**Исходный текст:**
Пришло успокоение. Баня истопилась. Иду париться.


3 октября, 24 час
 С легким паром, бродяга. Напарился, намылся на славу. Постирал (простите) исподнее. Топил баню часов 6, а парился, чуть ли не сидя на каменке, поддавал парку прямо под себя. Большая она, да и старовата, все щели не законопатить. Но все равно здорово. С «ух-ты» и «ах-ты», с веником, с прорубью и тройной мочалкой. Потом вытерся, обсох. Залепил пластырем все приобретенные ссадины, намазался детским кремом. Не бродяга – конфетка. Причесался, хотя причесывать почти нечего. Перед отъездом подстригся наголо. Неудобно в полях с косичкой во-первых, во-вторых не объяснять же всему городу, что оброс я в знак протеста против примитива на вашей голове.
 После баньки, уже ночью, разогрел рис с куропаткой, что взял в разведке, и приговорил этот плов–не плов под резервный спирт. Большего комфорта за последние 16 суток я не испытывал. Не так. В жизни не испытывал.
 Чистота тела, тяжесть в желудке, туман в голове, тепло вокруг вернули уверенность. Выживу, куда денусь.
И обязательно хоть один раз взгляну в Ваши ледяные глаза.
 Спальник перенес в баню, она высохла. «Полину» запихал в управление. Боязно оставлять на улице, вчера не дотащил метров 20 до крыльца, так лосиха с теленком пришла под утро изучать плавсредство. Хорошо, что прохлаждающийся на воздухе Потап их шуганул. За вечерней сигаретой вдруг вспомнился факт, в суете как-то пропущенный. Снег-то к сапогам начал прилипать!
Спать, и завейся горе веревочкой.

4 октября, 23 часа.
 Поздненько я взял обычай успокаиваться. Нынче затянул с ужином, но стоило того. Помните рассказ Дж. Лондона «Кусок мяса»? Мы с Потапом постигали суть этого произведения почти до полуночи.
 Но сначала о главном. Среди ночи, когда я уже спал сном мученика, снискавшего милость, началась буря. Приветствовал ее сквозь сон, она мое спасение. Пусть валит снег, воет ветер, гнутся и валятся деревья. Хоть дня три, а там и пешком можно.
 Проснулся и, как должное, отметил, лед разорвало и гнало по реке. В полдень тронулись мы. Без передыху, курил, не выпуская весел из рук, проработал до 18 часов. Прошел два порога с адреналином и конфузом. На втором пороге на выходе взгромоздились на каменюку. Едва не перевернулись. Еще бы, целый день пурга, света белого не видно, очки залеплены снегом, а в пороге не до чистки оптики. Лихачил, считай, на ощупь. Чуток не долихачился. Третий порог, отмеченный на карте, так и не нашел.
 Теперь опять о «Куске мяса». Я не профессиональный егерь, но с ружьем походил прилично и помню немало забавных и курьезных случаев на охоте. Сегодняшний пополнил эту коллекцию.

**Задания:**
1. Перепишите из дневника дословно отрывок от «Проснулся и, как» до «пополнил эту коллекцию.» включительно.
2. Назовите всё, что, по словам дневника, вернуло автору уверенность.
3. Допишите продолжение дневника, начиная сразу после последнего предложения.

**Извлечённые записи:**
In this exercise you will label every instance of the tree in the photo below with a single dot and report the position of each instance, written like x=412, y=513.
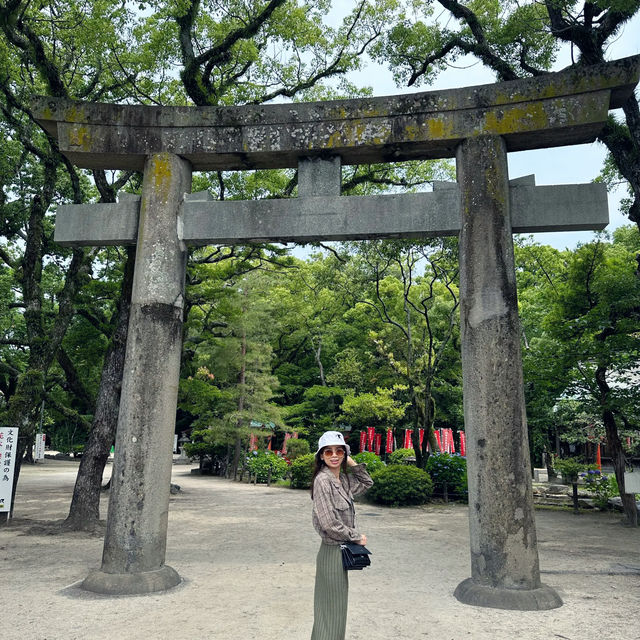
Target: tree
x=413, y=295
x=517, y=40
x=588, y=340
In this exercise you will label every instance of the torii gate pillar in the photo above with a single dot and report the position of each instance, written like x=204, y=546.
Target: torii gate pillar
x=135, y=541
x=504, y=554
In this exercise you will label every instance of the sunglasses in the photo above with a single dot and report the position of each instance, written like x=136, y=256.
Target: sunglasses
x=333, y=452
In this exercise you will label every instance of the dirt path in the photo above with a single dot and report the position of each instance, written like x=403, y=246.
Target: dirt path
x=247, y=558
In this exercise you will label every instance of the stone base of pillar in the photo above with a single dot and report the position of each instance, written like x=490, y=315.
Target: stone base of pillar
x=127, y=584
x=541, y=599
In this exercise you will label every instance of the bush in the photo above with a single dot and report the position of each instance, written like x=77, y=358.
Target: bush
x=448, y=472
x=301, y=471
x=297, y=448
x=259, y=463
x=570, y=468
x=399, y=456
x=372, y=461
x=398, y=485
x=601, y=486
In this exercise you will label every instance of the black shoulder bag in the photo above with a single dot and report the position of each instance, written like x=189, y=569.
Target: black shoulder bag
x=354, y=556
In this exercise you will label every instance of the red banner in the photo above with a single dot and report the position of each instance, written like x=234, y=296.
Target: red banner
x=371, y=434
x=389, y=443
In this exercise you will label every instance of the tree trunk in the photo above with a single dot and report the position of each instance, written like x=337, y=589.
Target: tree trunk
x=241, y=382
x=615, y=446
x=84, y=512
x=619, y=463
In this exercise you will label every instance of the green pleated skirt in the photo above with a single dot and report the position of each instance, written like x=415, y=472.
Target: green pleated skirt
x=331, y=595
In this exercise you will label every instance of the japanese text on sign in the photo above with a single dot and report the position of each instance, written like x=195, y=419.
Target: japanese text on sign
x=8, y=449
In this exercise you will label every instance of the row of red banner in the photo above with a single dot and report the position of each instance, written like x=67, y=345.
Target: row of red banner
x=372, y=441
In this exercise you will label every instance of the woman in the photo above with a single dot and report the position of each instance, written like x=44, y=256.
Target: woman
x=332, y=491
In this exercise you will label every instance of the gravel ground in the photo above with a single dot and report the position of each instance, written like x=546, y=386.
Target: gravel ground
x=246, y=554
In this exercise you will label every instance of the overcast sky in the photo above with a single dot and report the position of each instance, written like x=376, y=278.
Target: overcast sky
x=560, y=165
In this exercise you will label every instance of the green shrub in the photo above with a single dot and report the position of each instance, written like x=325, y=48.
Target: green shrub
x=372, y=461
x=259, y=463
x=601, y=486
x=401, y=485
x=570, y=468
x=399, y=456
x=297, y=448
x=448, y=472
x=301, y=471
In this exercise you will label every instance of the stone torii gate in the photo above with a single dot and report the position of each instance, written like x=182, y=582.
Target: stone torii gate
x=477, y=126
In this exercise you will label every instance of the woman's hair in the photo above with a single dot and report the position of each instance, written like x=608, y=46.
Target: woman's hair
x=318, y=463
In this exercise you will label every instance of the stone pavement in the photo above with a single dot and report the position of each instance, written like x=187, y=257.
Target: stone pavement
x=246, y=554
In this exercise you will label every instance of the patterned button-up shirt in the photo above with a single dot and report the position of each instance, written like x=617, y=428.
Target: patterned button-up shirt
x=334, y=516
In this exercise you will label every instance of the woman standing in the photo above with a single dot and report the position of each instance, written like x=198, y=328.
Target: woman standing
x=334, y=516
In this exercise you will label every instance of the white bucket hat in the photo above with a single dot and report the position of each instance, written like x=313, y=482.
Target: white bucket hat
x=331, y=439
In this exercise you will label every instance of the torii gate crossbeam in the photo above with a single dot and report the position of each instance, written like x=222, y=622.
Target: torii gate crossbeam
x=477, y=125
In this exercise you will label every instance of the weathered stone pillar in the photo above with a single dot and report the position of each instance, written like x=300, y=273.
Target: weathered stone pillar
x=135, y=542
x=504, y=557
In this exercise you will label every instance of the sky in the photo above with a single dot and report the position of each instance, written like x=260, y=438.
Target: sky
x=560, y=165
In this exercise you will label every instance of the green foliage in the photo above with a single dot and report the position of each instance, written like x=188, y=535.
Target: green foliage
x=301, y=471
x=402, y=456
x=570, y=468
x=372, y=461
x=448, y=469
x=600, y=485
x=401, y=485
x=297, y=447
x=379, y=408
x=207, y=445
x=260, y=462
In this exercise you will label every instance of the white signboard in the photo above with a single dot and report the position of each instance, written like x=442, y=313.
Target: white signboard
x=8, y=450
x=41, y=440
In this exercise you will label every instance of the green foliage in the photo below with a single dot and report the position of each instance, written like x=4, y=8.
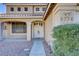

**Ответы:**
1.
Проснулся и, как должное, отметил, лед разорвало и гнало по реке. В полдень тронулись мы. Без передыху, курил, не выпуская весел из рук, проработал до 18 часов. Прошел два порога с адреналином и конфузом. На втором пороге на выходе взгромоздились на каменюку. Едва не перевернулись. Еще бы, целый день пурга, света белого не видно, очки залеплены снегом, а в пороге не до чистки оптики. Лихачил, считай, на ощупь. Чуток не долихачился. Третий порог, отмеченный на карте, так и не нашел.
 Теперь опять о «Куске мяса». Я не профессиональный егерь, но с ружьем походил прилично и помню немало забавных и курьезных случаев на охоте. Сегодняшний пополнил эту коллекцию.

2. Чистота тела, тяжесть в желудке, туман в голове, тепло вокруг.

3.
 По берегам Стрельны все больше и больше появляется боров сосновых, еловых, смешанных. Сами берега - это небольшие, метра 2-2,5 обрывчики, заросшие брусничником. Левый берег солнечный, на нем почти нет снега, а ягод много. Много и желающих полакомиться напоследок перед зимой. Сужу по поведению своего охотничка. Он беспокойно вертелся в лодке целый день. Чтобы избежать неожиданных выходок с его стороны, в критические минуты прибегал к испытанному и бесцеремонному приему: сапожищем на хвост. А сам хватал ружье и пытался высмотреть объект его беспокойства. Безуспешно, конечно, где мне тягаться со своим ушастым, нюхастым, глазастым дружком. Вечером, когда я уже высматривал место для ночлега, Потап в очередной раз насторожился.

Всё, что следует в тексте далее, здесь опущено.